> **YOUR INSTRUCTIONS**
Locate each line below that includes "segment" and reproduce it.

(Saved entries)
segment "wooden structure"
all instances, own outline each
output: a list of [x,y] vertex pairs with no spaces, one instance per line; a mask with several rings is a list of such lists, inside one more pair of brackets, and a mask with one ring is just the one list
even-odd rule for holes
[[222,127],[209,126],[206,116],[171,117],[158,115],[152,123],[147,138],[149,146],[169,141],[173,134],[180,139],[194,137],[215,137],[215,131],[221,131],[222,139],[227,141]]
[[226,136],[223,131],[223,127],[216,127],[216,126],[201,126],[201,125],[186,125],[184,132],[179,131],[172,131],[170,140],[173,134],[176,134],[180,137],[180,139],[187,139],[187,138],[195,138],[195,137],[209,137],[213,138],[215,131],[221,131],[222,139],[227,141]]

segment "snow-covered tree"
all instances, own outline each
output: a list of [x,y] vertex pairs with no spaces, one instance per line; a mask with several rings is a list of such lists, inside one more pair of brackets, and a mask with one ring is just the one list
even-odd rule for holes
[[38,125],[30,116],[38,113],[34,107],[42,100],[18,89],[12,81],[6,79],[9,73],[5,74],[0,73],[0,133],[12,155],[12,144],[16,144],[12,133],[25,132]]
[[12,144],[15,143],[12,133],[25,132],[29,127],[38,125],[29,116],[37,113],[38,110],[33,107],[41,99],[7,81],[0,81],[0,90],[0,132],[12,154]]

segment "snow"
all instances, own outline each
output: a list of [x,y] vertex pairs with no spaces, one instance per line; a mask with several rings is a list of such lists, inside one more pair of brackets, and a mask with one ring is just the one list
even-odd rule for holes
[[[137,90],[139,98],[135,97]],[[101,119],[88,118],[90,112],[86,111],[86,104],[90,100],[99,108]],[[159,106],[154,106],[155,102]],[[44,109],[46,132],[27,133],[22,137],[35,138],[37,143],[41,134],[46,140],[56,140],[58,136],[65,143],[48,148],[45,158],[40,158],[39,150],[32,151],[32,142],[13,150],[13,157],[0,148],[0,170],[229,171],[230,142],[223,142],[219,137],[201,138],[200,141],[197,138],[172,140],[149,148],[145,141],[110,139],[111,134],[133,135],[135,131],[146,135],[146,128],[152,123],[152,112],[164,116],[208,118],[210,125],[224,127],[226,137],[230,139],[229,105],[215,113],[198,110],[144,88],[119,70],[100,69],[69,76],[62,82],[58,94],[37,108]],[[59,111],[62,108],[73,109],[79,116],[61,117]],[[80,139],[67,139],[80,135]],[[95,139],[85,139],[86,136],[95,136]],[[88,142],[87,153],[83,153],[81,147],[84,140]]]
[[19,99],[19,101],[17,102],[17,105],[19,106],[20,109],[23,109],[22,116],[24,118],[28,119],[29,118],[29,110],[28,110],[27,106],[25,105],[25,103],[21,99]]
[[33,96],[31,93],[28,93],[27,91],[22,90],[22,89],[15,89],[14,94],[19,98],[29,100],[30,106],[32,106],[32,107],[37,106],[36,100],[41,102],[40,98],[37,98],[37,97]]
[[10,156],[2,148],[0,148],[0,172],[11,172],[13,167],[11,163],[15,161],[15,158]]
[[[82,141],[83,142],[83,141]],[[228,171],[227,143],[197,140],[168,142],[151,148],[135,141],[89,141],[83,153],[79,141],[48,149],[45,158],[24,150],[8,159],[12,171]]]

> **REPLY TO THE EXERCISE**
segment "wooden structure"
segment "snow-covered tree"
segment "snow"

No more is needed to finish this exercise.